Exercise goal ▸
From the first record below to the last, retype each one exactly.

Data entries ▸
________________________

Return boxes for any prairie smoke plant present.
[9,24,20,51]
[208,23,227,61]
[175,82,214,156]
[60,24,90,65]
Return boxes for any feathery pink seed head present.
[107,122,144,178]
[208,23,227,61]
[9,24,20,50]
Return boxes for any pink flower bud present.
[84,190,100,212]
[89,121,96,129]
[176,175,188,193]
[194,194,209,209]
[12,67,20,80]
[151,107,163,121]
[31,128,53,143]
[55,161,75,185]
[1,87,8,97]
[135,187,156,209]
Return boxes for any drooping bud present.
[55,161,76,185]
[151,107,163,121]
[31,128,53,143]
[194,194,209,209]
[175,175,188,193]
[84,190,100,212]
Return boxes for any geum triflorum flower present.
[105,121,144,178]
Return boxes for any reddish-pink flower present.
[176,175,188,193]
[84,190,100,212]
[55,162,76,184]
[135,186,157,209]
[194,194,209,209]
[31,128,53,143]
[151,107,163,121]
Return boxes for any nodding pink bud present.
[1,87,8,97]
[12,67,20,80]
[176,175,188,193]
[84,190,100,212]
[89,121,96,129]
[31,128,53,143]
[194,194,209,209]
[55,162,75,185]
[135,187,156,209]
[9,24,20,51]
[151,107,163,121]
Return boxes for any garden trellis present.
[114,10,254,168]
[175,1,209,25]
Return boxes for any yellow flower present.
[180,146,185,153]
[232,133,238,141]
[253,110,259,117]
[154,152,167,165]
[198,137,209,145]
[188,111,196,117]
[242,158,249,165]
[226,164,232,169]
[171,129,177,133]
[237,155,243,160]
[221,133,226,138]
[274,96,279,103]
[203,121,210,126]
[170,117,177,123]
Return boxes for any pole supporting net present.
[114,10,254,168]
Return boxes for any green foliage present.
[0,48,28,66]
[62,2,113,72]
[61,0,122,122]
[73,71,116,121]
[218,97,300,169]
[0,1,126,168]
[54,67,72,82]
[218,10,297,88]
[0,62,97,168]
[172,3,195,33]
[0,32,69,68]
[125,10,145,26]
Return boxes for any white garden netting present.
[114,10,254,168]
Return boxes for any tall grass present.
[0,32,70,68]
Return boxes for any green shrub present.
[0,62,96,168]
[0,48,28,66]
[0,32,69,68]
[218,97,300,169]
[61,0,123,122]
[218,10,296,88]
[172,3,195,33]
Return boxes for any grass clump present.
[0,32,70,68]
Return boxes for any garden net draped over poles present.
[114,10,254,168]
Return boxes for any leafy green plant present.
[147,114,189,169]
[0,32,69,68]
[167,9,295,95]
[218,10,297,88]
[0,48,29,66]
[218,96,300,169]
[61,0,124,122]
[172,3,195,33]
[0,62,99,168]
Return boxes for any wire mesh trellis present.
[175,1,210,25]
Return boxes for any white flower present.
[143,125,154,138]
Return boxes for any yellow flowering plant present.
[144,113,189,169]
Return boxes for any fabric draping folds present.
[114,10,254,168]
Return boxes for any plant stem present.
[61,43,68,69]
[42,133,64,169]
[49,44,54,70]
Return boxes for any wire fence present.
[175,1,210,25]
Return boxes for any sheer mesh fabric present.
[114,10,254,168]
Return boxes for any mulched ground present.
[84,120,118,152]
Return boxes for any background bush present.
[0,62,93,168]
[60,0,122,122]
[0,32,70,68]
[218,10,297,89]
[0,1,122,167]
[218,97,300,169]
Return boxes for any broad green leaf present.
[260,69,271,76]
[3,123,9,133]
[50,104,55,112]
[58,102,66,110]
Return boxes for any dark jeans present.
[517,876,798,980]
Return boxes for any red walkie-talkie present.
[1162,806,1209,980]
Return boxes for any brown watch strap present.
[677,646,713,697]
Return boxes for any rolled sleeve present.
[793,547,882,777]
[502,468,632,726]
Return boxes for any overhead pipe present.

________________________

Expected answer ▸
Return boxes for any prairie smoke plant present.
[9,24,20,51]
[208,23,227,61]
[175,82,214,156]
[60,24,90,65]
Return boxes for any feathery pink seed head present.
[107,122,144,178]
[208,23,227,61]
[9,24,20,50]
Return boxes for any pink flower bud present.
[84,190,100,212]
[89,121,96,129]
[176,175,188,193]
[194,194,209,209]
[12,67,20,80]
[151,107,163,121]
[31,128,53,143]
[55,161,75,185]
[1,87,8,97]
[135,187,156,209]
Return boxes for any drooping bud present.
[55,161,76,185]
[151,107,163,121]
[31,128,53,143]
[194,194,209,209]
[175,175,188,193]
[84,190,100,212]
Return boxes for any geum triflorum flower present.
[105,121,144,178]
Return boxes for any reddish-pink flower present.
[176,175,188,193]
[84,190,100,212]
[55,162,76,184]
[135,186,157,209]
[194,194,209,209]
[31,128,53,143]
[151,107,163,121]
Return boxes for any nodding pink bud present.
[1,87,8,97]
[12,67,20,80]
[176,175,188,193]
[84,190,100,212]
[89,121,96,129]
[31,128,53,143]
[194,194,209,209]
[55,162,75,185]
[135,187,156,209]
[9,24,20,51]
[151,107,163,121]
Return boxes for any garden trellis present.
[114,10,254,168]
[175,1,209,25]
Return boxes for any yellow flower present.
[180,146,185,153]
[232,133,238,141]
[253,110,259,117]
[154,152,167,165]
[198,137,209,145]
[188,111,196,117]
[242,158,249,165]
[226,164,232,169]
[171,129,177,133]
[237,155,243,160]
[221,133,226,138]
[274,96,279,103]
[203,121,210,126]
[170,117,177,123]
Return boxes for any pole supporting net present.
[114,10,254,168]
Return boxes for any green foliage present.
[0,48,28,66]
[62,2,113,72]
[61,0,122,122]
[73,71,116,121]
[218,97,300,169]
[0,1,126,168]
[54,67,72,82]
[218,10,297,88]
[0,62,97,168]
[172,3,195,33]
[0,32,69,68]
[125,10,145,26]
Return boxes for any white garden netting present.
[114,10,254,168]
Return boxes for any tall grass present.
[0,32,70,68]
Return boxes for any green shrub present.
[0,62,96,168]
[0,48,28,66]
[0,32,69,68]
[218,97,300,169]
[61,0,123,122]
[218,10,296,88]
[172,3,195,33]
Return boxes for any grass clump present.
[0,32,70,68]
Return boxes for any garden net draped over poles present.
[114,10,254,168]
Return boxes for any leafy green plant present.
[147,114,189,169]
[0,32,69,68]
[167,9,295,95]
[218,10,297,88]
[0,48,29,66]
[218,96,300,169]
[61,0,124,122]
[172,3,195,33]
[0,62,99,168]
Return boxes for any wire mesh trellis present.
[175,1,210,25]
Return boxes for any white flower present.
[143,125,154,138]
Return boxes for any yellow flowering plant present.
[144,113,189,169]
Return boxes for any fabric draping folds present.
[114,10,254,168]
Return boxes for any plant stem present.
[61,43,68,69]
[42,133,64,169]
[49,44,54,70]
Return boxes for any wire fence present.
[175,1,210,25]
Return boxes for any sheer mesh fabric present.
[114,10,254,168]
Return boxes for any mulched ground present.
[84,120,118,152]
Return boxes for any background bush present.
[0,62,93,168]
[60,0,122,122]
[0,32,70,68]
[218,10,297,89]
[0,1,122,167]
[218,97,300,169]
Return boxes for any broad green leaf present.
[260,69,271,76]
[3,123,9,133]
[50,104,55,112]
[58,102,66,110]
Return boxes for any dark jeans present.
[517,876,798,980]
Return boxes for any red walkie-talkie present.
[1162,806,1209,980]
Return boxes for any brown watch strap present.
[677,646,713,697]
Return boxes for any rolled sleeve present.
[793,547,882,777]
[502,468,632,726]
Return boxes for any overhead pipe present.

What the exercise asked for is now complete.